§ SET PROBLEM 1: Render the entries listed after the court opinion excerpt as a Markdown table with the columns Row and Entry line, starting at the first line of the entries and ending at the line containing "point(253, 223)", with blank lines omitted.

§ SOURCE:
_ _ _ _ _

Essentially the same contrast of facts exists between the instant case and the Thompson case as existed between the Sherman and Thompson cases.
The third case in which the Supreme Court of Ohio has dealt with our problem is In re Estate of Hazelton (1947), 148 Ohio St. 127. Five years before his death Mr. Hazelton created five irrevocable inter vivos trusts, all of which were similar except as to the principal beneficiaries. They were himself, his first wife, son, sister and second wife. The Court of Appeals for Ottawa County held the trust for his own benefit taxable and no appeal was taken. This would leave the opinion of the Court of Appeals as a precedent to be considered in determining what the courts have held the law of Ohio to be. The Supreme Court found (page 129) that:
"The trusts are irrevocable, and the settlor reserved no control whatsoever over the trust property. Both title and possession of the property passed immediately and irrevocably from the settlor to the trustee. In each trust agreement an advisory committee was named and authorized to exercise `its uncontrolled discretion' as to the distribution of income and principal to the beneficiaries; * * *."
The conclusion of the court is stated in the final paragraph of the opinion, to wit:
"In view of these considerations [those set forth above], and by reason of the further facts that these trusts are irrevocable with no reservation of either interest or control, this court is of the view that * * * the settlor's gifts inter vivos were not intended to accomplish a testamentary disposition of his property to take effect at or after his death."
Again the Supreme Court affirms the first paragraph of the syllabus of Sherman v. Tax Commissioner, supra, but distinguishes the Hazelton case from the Sherman case by holding that in the Hazelton case there was a valid inter vivos trust not taking effect on the death of the settlor. The same distinction made by the Supreme Court applies to the facts in the instant case. Here there was a reservation of interest by reason of the fact that the settlor provided for the payment of income to himself during his lifetime.

_ _ _ _ _

§ SET PROBLEM 2:
Answer these questions using the court opinion excerpt.
(a) How many years before his death did Mr. Hazelton create the irrevocable inter vivos trusts?
(b) Which court held the trust for Mr. Hazelton's own benefit taxable?
(c) In the instant case, what did the settlor provide for that amounts to a reservation of interest?

_ _ _ _ _

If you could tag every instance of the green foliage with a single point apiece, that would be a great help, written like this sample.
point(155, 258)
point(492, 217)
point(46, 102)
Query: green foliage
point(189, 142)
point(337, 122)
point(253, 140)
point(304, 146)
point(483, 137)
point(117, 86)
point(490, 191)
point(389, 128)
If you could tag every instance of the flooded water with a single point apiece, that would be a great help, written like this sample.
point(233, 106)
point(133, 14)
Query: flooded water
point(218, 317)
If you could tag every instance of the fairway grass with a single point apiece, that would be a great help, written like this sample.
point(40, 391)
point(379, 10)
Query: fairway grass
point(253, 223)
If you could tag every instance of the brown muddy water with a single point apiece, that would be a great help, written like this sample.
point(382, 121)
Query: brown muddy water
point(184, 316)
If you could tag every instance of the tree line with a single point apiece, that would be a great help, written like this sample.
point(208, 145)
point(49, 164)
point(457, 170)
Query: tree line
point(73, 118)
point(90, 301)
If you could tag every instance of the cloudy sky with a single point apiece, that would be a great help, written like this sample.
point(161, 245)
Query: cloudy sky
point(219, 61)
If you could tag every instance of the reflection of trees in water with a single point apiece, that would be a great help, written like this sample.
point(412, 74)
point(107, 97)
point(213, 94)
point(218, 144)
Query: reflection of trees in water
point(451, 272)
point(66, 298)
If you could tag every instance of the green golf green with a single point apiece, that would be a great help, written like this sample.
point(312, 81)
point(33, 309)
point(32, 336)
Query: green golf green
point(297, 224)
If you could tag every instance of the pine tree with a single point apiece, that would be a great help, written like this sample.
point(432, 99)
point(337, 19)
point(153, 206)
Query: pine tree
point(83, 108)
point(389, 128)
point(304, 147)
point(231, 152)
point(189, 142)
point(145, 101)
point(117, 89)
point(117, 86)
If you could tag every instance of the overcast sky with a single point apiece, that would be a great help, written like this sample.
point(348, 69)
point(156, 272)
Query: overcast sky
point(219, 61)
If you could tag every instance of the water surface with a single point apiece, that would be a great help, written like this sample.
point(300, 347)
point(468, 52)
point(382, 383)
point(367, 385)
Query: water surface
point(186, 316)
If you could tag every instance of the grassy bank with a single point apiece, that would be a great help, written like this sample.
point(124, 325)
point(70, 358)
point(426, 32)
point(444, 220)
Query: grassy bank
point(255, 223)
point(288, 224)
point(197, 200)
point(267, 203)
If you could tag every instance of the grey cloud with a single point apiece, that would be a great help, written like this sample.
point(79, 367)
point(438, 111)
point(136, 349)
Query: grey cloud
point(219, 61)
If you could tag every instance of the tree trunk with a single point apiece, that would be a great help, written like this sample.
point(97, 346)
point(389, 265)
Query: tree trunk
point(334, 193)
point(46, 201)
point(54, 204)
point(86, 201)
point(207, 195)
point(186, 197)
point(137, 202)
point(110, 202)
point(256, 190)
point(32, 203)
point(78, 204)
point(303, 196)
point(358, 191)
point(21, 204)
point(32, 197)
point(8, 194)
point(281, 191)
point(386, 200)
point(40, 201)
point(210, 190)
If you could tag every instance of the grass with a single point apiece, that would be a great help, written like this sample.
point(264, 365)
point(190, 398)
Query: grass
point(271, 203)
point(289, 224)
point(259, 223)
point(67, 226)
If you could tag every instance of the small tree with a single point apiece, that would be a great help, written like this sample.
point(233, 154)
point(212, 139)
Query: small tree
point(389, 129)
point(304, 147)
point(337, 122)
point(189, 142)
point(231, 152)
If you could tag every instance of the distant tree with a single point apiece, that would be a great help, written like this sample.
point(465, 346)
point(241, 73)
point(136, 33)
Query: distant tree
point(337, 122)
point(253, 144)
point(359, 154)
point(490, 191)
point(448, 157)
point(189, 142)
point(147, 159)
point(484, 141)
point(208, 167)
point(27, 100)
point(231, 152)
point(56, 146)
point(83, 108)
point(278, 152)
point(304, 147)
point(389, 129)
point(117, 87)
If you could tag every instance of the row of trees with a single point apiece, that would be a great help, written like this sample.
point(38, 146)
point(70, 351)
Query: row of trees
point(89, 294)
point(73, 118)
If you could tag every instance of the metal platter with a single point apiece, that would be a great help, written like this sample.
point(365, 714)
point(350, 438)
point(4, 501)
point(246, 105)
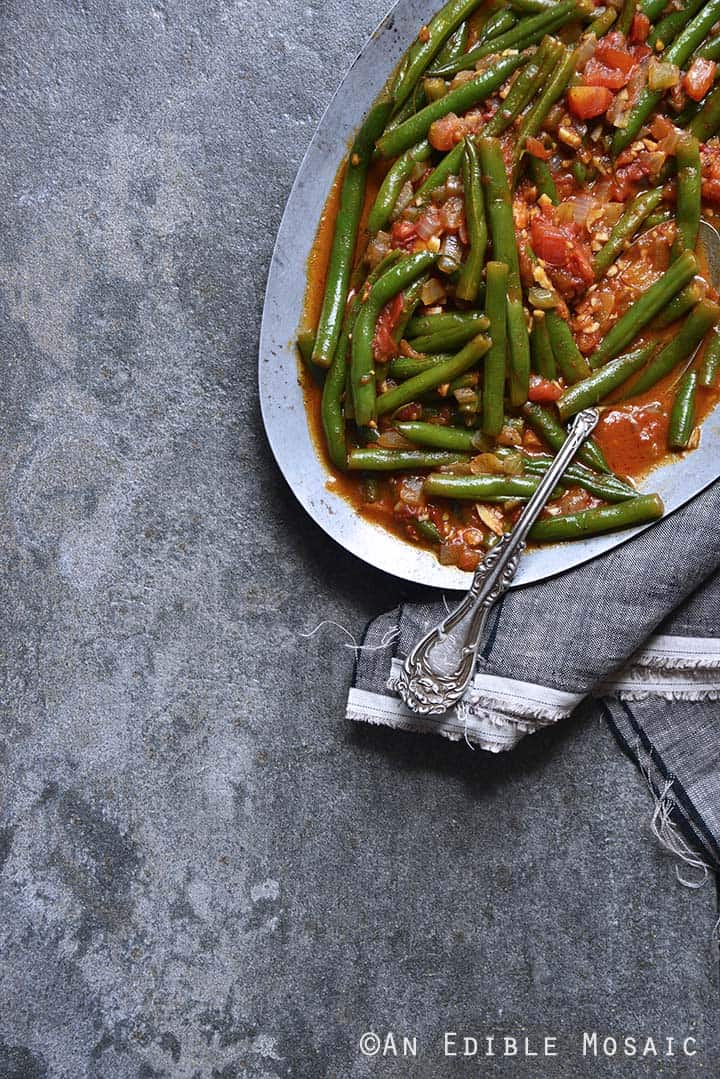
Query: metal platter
point(281, 392)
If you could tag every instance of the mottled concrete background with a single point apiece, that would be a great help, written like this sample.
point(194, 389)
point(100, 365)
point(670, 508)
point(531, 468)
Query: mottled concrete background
point(205, 872)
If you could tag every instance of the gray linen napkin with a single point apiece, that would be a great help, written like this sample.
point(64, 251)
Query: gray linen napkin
point(638, 627)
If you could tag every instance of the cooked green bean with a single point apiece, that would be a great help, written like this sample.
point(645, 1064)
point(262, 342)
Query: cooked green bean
point(493, 372)
point(678, 53)
point(541, 350)
point(702, 318)
point(439, 436)
point(429, 44)
point(591, 522)
point(689, 192)
point(710, 365)
point(471, 272)
point(627, 327)
point(527, 32)
point(544, 423)
point(680, 304)
point(600, 383)
point(435, 377)
point(406, 367)
point(504, 249)
point(707, 122)
point(571, 364)
point(347, 223)
point(374, 459)
point(625, 229)
point(423, 325)
point(682, 415)
point(457, 100)
point(385, 288)
point(390, 189)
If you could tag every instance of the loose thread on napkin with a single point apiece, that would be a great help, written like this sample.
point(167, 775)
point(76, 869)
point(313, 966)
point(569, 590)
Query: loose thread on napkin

_ _ _ _ _

§ WORKED SOLUTION 1:
| Row | Entry line |
|---|---|
| 1 | If you could tag every instance of the green foliage with a single point apiece, that would be a great help, written like this sample. |
| 2 | point(155, 258) |
| 3 | point(492, 217) |
| 4 | point(46, 102) |
| 5 | Query: green foliage |
| 6 | point(189, 142) |
| 7 | point(337, 122) |
| 8 | point(253, 140) |
| 9 | point(304, 146) |
| 10 | point(483, 137) |
| 11 | point(117, 86) |
| 12 | point(490, 191) |
| 13 | point(389, 128) |
| 14 | If you could tag every instance of the flooded water with a single point apiece, that would be a great help, written like this sample. |
| 15 | point(233, 106) |
| 16 | point(133, 14) |
| 17 | Query: flooded water |
| 18 | point(218, 317) |
| 19 | If you could tag every instance of the fairway grass with a single point apiece, that would be a great help, written like this sample. |
| 20 | point(40, 391) |
| 21 | point(379, 10) |
| 22 | Query: fairway grass |
| 23 | point(253, 223) |

§ WORKED SOLUTION 2:
(a) Five years.
(b) The Court of Appeals for Ottawa County.
(c) The payment of income to himself during his lifetime.